== Kaynak metin

Eğitim Bir Sen Rize Şubesi İl Divan Toplantısı Gerçekleştirdi.      

 

Eğitim-Bir-Sen, köksüz ideolojik hareketlerin sosyolojisini kurmaya çalıştığı bir dönemde, kadrolarını birbirine aktararak biriktirdiği alın teriyle ve zihin devrimiyle zor şartları aşarak; diriliş ve direniş fikrinden aksiyona, kendi dilini ve sosyolojini kurarak örgütlü mücadelesini zirveye taşımış, oradan yeni ufuklara yönelmiş, emeğin ve umudun buluşmasıdır. Bizim kuruluşumuz, sancılı dönemlerin yoğurduğu mayanın doğurduğu bir haykırıştır. Kurulduğumuz dönemde tehdit aldık, baskı gördük, kamuda yıldırma faaliyetlerine maruz kaldık. Biz ülke gerçekleriyle yoğrularak var olduk. O yüzden şuurumuz derin, tarih bilincimiz yüksek, tecrübemiz çok, hedeflerimiz büyüktür. Modern zamanlarda hak arayışını kurumsallaştırmayan meslekler, hükümetler ve yönetenler karşısında çok zor durumda kalırlar diyen; 

 

Emek mücadelesine umut olan sendika olarak, her yıl büyüyerek, yolumuza emin adımlarla devam ediyoruz. Bu yıl 15 Mayıs üye mutabakat metinlerini imzaladık. Büyümemizi sürdürmekle birlikte, bazı üniversitelerde yetki alarak 433 bin 819 üyeyle, eğitim hizmet kolunda örgütlenmiş 40 sendikanın toplamına 82 bin 665 fark atarak, yeni bir sayfa açtık, kendi destanımızı yeni bir safhaya taşıdık. İlimizde 2320 üye ile en yakın sendikaya 1165 fazla, tüm diğer sendikaların toplamından 786 daha  fazla üyeye ulaştık.

====

> [Görevler]:
**1)** Aşağıdaki kayıtlarda "bowl" sözcüğünün geçtiği bütün satırları bulup aynen aktarın.
**2)** Eğitim-Bir-Sen Rize Şubesi'nin il divan toplantısıyla ilgili yukarıdaki metni, son cümlesinden sonra gelecek şekilde sürdürün.

== Verilen kayıtlar

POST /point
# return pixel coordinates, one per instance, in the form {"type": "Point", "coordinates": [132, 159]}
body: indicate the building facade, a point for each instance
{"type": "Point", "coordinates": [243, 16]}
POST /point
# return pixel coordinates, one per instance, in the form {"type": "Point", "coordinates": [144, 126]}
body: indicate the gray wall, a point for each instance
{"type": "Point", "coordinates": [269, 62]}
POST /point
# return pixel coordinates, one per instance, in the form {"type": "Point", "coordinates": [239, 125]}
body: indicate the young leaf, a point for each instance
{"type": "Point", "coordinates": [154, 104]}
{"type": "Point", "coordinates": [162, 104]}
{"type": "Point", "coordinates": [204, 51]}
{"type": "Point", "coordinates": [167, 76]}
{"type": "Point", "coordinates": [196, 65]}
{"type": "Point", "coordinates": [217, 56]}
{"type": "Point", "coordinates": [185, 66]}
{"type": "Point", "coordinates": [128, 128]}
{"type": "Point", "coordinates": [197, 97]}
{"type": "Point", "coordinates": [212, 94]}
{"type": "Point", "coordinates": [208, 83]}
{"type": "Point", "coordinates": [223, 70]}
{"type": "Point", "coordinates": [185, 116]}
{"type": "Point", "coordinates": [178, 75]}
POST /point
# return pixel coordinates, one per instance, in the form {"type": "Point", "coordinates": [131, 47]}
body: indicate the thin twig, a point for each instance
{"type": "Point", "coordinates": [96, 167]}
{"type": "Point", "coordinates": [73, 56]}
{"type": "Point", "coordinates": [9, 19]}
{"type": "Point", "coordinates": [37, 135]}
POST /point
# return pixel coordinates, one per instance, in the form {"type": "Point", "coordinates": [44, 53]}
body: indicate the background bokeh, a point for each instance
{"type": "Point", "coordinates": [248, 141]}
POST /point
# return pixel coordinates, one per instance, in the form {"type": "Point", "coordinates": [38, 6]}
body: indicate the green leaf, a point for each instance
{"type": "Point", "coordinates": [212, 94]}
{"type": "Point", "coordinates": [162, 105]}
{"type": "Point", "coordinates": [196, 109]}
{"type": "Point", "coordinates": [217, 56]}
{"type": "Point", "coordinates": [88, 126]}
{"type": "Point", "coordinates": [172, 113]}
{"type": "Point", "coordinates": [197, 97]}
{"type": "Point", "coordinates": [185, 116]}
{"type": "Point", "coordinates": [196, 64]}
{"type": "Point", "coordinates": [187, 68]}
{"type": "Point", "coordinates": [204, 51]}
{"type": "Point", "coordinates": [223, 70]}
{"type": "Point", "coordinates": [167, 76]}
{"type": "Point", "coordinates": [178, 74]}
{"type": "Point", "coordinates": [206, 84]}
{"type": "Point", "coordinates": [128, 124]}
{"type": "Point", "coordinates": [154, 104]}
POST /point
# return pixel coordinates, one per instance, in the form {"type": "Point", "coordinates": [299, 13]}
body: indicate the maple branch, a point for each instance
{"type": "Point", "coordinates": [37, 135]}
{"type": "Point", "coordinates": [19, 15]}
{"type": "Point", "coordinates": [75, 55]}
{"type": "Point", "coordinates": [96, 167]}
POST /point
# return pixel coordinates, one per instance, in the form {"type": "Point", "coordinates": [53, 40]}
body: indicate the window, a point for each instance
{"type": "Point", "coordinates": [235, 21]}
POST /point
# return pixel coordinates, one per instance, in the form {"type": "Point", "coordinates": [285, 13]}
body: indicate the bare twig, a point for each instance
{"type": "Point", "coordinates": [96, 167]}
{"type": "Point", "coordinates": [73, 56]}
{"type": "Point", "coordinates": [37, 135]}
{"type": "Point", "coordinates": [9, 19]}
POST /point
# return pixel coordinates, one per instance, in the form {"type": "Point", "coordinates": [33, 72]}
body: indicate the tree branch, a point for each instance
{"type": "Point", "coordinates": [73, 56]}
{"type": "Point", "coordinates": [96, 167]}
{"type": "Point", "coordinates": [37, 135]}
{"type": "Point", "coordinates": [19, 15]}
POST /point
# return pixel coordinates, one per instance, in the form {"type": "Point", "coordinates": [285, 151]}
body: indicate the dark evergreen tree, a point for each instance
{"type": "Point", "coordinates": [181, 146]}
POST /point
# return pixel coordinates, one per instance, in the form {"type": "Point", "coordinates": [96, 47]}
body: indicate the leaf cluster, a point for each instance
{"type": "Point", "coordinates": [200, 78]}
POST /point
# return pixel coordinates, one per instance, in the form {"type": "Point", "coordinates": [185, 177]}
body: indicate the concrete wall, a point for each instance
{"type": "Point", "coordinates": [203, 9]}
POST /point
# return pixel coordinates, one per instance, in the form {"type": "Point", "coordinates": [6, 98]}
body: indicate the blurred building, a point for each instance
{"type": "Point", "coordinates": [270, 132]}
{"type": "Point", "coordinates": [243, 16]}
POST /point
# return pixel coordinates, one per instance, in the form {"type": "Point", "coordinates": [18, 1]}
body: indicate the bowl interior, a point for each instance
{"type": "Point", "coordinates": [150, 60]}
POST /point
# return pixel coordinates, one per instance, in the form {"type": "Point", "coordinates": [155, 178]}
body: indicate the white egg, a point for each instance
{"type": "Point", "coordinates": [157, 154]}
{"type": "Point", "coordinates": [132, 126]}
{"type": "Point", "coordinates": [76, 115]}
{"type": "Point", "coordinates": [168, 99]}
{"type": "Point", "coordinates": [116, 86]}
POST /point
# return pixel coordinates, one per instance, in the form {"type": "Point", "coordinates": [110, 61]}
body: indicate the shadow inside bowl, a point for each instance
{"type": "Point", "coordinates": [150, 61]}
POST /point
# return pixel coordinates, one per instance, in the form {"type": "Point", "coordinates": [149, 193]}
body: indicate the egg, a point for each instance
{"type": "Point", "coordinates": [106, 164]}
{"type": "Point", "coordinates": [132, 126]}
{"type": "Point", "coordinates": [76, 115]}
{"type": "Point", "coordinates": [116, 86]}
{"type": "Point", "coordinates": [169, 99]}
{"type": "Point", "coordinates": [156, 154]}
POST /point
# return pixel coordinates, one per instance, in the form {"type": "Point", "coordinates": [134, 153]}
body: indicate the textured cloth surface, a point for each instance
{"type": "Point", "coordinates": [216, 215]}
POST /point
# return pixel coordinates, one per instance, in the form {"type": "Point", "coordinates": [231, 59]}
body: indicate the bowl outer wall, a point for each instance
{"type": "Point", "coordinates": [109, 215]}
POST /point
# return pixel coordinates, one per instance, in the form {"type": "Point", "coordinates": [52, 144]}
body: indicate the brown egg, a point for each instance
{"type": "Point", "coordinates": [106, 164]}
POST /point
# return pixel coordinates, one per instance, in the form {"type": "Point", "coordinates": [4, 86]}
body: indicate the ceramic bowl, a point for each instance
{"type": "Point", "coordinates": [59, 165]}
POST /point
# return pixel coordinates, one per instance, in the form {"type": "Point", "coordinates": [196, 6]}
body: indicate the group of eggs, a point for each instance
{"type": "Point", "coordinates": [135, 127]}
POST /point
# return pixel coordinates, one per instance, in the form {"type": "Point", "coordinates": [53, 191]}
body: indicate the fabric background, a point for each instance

====

> [Sırasıyla yanıtlar]:
**1)**
body: indicate the bowl interior, a point for each instance
body: indicate the shadow inside bowl, a point for each instance
body: indicate the bowl outer wall, a point for each instance
body: indicate the ceramic bowl, a point for each instance

**2)**
Yeryüzünde alın terinden daha güçlü bir silahın olmadığını, Efendimiz, “Hiç kimse kendi el emeğinin karşılığından daha güzel bir şey yememiştir” derken övülenin alın teri ve emek olduğunu biliyorduk. Alın teri ve emeğin mücadelesiyle beraber insan olmaktan kaynaklanan haklarımızı gasbedenlerle de amansız bir kavgaya tutuştuk. Bu kavgada, vesayetçi iktidarların doğasını anlamakla kalmadık, insanlığımızın, onurumuzun, emeğimizin ve özgürlüğümüzün hiçbir kurumun, sınıfın ihsanına / ikramına muhtaç ve mecbur olmadığını gösterdik diyen; 

 

Kendini siyaset üstü, imtiyazlı sınıf olarak tanımlayan asker-sivil bürokrasinin egemen olduğu, bu ülkede yaşayan herkesin bu yapının bir nesnesi hâline getirilmeye çalışıldığı Türkiye’de varoluş mücadelesini başlattık. Baskıcı, adaletsiz, despotizme rağmen her birimizde var olan bilincin dirilişe ve direnişe, hak arama formu olarak sendikal örgütlenmeye dönüşmesi kolay olmadı. 

 

27 sene önce, “Herkes için adalet, herkes için özgürlük, hakça paylaşım”, “Hiçbir kurum ya da ideoloji, insan hayatından ve onurundan daha önemli değildir. Hak ettiğimizden daha azına asla razı olmayacağız!” diyerek başlattığımız mücadelenin bugünlere gelmesinde emeği geçen bütün teşkilatımıza teşekkür ediyorum dedi.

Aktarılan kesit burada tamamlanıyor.